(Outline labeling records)
* * * * *

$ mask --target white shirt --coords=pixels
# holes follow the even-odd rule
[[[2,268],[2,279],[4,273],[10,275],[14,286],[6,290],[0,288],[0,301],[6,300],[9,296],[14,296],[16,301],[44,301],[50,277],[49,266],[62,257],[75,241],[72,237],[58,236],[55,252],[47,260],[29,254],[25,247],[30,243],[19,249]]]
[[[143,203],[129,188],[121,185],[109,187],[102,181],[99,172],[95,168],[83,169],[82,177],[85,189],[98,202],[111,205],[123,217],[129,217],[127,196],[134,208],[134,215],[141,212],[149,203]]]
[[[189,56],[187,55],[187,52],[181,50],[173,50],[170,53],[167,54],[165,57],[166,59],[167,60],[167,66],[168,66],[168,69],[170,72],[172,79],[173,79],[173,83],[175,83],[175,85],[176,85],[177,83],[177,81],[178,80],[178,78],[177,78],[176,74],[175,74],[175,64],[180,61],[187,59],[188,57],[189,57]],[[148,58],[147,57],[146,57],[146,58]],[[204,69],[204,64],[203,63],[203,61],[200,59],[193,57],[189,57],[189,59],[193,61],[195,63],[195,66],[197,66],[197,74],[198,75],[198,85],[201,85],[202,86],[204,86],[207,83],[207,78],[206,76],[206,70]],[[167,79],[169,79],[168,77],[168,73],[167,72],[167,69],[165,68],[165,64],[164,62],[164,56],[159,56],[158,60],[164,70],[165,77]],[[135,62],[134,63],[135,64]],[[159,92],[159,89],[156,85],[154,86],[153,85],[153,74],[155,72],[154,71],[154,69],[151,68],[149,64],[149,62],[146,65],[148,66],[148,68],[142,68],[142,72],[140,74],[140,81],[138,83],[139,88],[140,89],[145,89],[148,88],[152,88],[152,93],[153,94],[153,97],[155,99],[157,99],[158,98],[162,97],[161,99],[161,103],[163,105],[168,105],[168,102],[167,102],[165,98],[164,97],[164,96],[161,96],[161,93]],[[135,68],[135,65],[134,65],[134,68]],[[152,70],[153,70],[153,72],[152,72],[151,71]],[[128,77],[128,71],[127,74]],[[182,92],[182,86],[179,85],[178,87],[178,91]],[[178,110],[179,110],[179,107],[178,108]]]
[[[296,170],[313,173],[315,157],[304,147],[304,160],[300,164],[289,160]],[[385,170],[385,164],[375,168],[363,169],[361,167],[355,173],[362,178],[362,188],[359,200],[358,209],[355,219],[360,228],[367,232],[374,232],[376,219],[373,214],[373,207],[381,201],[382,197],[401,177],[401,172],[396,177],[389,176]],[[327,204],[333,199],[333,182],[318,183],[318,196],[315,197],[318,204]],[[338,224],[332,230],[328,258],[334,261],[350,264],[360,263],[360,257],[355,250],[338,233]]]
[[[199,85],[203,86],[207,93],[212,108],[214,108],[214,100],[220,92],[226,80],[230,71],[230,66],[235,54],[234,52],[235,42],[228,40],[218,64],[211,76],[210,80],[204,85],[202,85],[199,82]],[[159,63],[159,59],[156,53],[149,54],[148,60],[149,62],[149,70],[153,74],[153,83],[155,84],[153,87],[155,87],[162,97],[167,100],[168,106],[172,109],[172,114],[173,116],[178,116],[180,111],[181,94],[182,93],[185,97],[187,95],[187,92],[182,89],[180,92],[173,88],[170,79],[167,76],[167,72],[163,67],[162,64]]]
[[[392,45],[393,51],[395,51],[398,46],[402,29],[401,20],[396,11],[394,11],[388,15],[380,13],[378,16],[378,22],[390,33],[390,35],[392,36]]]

* * * * *

▸ **Directions for this task**
Restate the listing above word for word.

▸ **Solution to this task**
$ mask --target white shirt --coords=pixels
# holes follow the even-odd rule
[[[2,268],[2,279],[4,273],[10,275],[14,286],[6,290],[0,288],[0,301],[6,300],[9,296],[14,296],[16,301],[44,301],[50,277],[49,266],[62,257],[75,241],[72,237],[58,236],[55,252],[47,260],[29,254],[25,247],[30,243],[19,249]]]
[[[143,203],[129,188],[121,185],[109,187],[102,181],[99,172],[95,168],[83,169],[82,177],[85,189],[98,202],[111,205],[123,217],[129,217],[127,196],[134,208],[134,215],[141,212],[149,203]]]
[[[189,56],[187,55],[187,52],[181,50],[173,50],[170,53],[167,54],[165,57],[166,59],[167,60],[167,66],[168,66],[168,69],[170,72],[172,79],[173,79],[173,83],[175,83],[175,85],[176,85],[177,83],[177,81],[178,80],[178,78],[177,78],[176,74],[175,74],[175,64],[180,61],[187,59],[188,57],[189,57]],[[148,58],[147,57],[146,57],[146,58]],[[204,69],[204,64],[203,63],[203,61],[200,59],[193,57],[189,57],[189,59],[193,61],[195,63],[195,66],[197,66],[197,74],[198,75],[198,85],[201,85],[202,86],[204,86],[207,83],[207,78],[206,76],[206,70]],[[167,79],[169,79],[168,77],[168,73],[167,72],[167,69],[165,68],[165,64],[164,62],[164,56],[159,56],[158,60],[164,70],[165,77]],[[135,62],[134,63],[135,64]],[[159,92],[159,89],[156,85],[154,86],[153,85],[153,74],[155,72],[154,71],[154,69],[151,68],[149,64],[149,62],[146,65],[148,66],[148,68],[142,68],[142,72],[140,74],[140,81],[138,83],[139,88],[140,89],[145,89],[148,88],[152,88],[152,93],[153,94],[153,97],[155,99],[157,99],[158,98],[162,97],[161,99],[161,103],[163,105],[168,105],[168,102],[167,102],[165,98],[164,97],[164,96],[161,96],[161,93]],[[135,68],[135,65],[134,65],[134,68]],[[152,70],[153,70],[153,72],[152,72],[151,71]],[[128,77],[128,71],[127,74]],[[182,92],[182,86],[179,85],[178,87],[178,91]],[[178,110],[179,110],[179,107],[178,108]]]
[[[296,170],[313,173],[315,157],[304,147],[304,160],[300,164],[289,160]],[[385,170],[385,164],[375,168],[363,169],[361,167],[355,173],[362,178],[362,188],[359,200],[358,209],[355,219],[360,228],[367,232],[374,232],[376,219],[373,214],[373,207],[381,201],[382,197],[401,177],[401,172],[396,177],[389,176]],[[327,204],[333,199],[333,182],[318,183],[318,196],[315,197],[318,204]],[[338,224],[332,230],[328,258],[334,261],[350,264],[360,263],[360,257],[355,250],[338,233]]]
[[[199,85],[203,86],[207,93],[212,108],[214,108],[214,100],[220,92],[226,80],[230,71],[230,66],[235,54],[234,52],[235,42],[228,40],[218,64],[211,76],[210,80],[204,85],[202,85],[199,82]],[[159,63],[159,59],[156,53],[149,54],[148,60],[149,62],[149,70],[153,74],[153,83],[155,84],[153,87],[155,87],[162,97],[167,100],[168,106],[172,109],[172,114],[173,116],[178,116],[180,111],[181,94],[182,93],[185,97],[187,95],[187,92],[182,89],[180,92],[173,88],[170,79],[167,76],[167,72],[163,67],[162,64]]]
[[[392,45],[393,51],[395,51],[398,46],[402,29],[401,20],[396,11],[394,11],[388,15],[380,13],[378,16],[378,22],[390,33],[390,35],[392,36]]]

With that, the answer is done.